*PAGE:*
This disconnection between underground and overground was epitomised by a Nineties establishment’s continuing war on rave culture. There was little popular resistance to this. Dance music still entered the charts, of course, and David Bowie famously tried to make pop music that was in tune with the jungle and drum’n’bass scene at that time; international figures like Björk also famously drew on that scene as well, but all ultimately failed to channel that energy in a way that connected with a broader cultural moment. The underground failed to dominate and shape the overground as it once had done. Instead, the pop positioning that working class artists had once fought for was taken as a given and made utterly apolitical.

*WRITTEN EXERCISE A:* In the passage on Nineties rave culture, swap "rave culture" for "club culture" and write out the part starting at "This disconnection between" and ending at "made utterly apolitical.".
*WRITTEN EXERCISE B:* Supply the next part of the passage on Nineties music, picking up after its final sentence.

*DATASET CONTENT:*
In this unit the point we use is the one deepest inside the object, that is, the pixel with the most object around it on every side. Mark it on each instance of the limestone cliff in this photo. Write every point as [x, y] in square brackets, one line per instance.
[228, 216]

*WRITTEN ANSWER A:*
This disconnection between underground and overground was epitomised by a Nineties establishment’s continuing war on club culture. There was little popular resistance to this. Dance music still entered the charts, of course, and David Bowie famously tried to make pop music that was in tune with the jungle and drum’n’bass scene at that time; international figures like Björk also famously drew on that scene as well, but all ultimately failed to channel that energy in a way that connected with a broader cultural moment. The underground failed to dominate and shape the overground as it once had done. Instead, the pop positioning that working class artists had once fought for was taken as a given and made utterly apolitical.

*WRITTEN ANSWER B:*
For many, both at home and abroad, that Nineties era was pop-culturally defined by the rivalry between two British bands: Blur and Oasis. In many respects, these two bands were perfectly named: Oasis – referring to a fertile spot in a desert – embraced the illusion of prosperity that the void of New Labour centrism championed (often despite itself), whilst Blur – referring to something that cannot be seen clearly – spoke to the disorientating lack of distinction between different political realities under capitalism at the end of the twentieth century. But this is not to suggest that one band stood for complicity and the other critique – both were as impotent as each other, with their rivalry being reduced to music magazine fodder with no material stakes whatsoever outside of their own bank accounts. If anything, the dynamic was backwards. Epitomising England’s internal north-south divide, Oasis, as a working-class northern band, were somehow far more reactionary than Blur, a middle-class London band. With both sides being cheered on my politicians looking for some cultural credibility, the whole charade demonstrated how the entire landscape of political disagreement and cultural potential had been flattened, gathered up into the new apolitical centre, and made impotent. Whilst there was resistance to the application of this framework, at least outside of popular culture, it seemed impossible to argue for alternatives from within.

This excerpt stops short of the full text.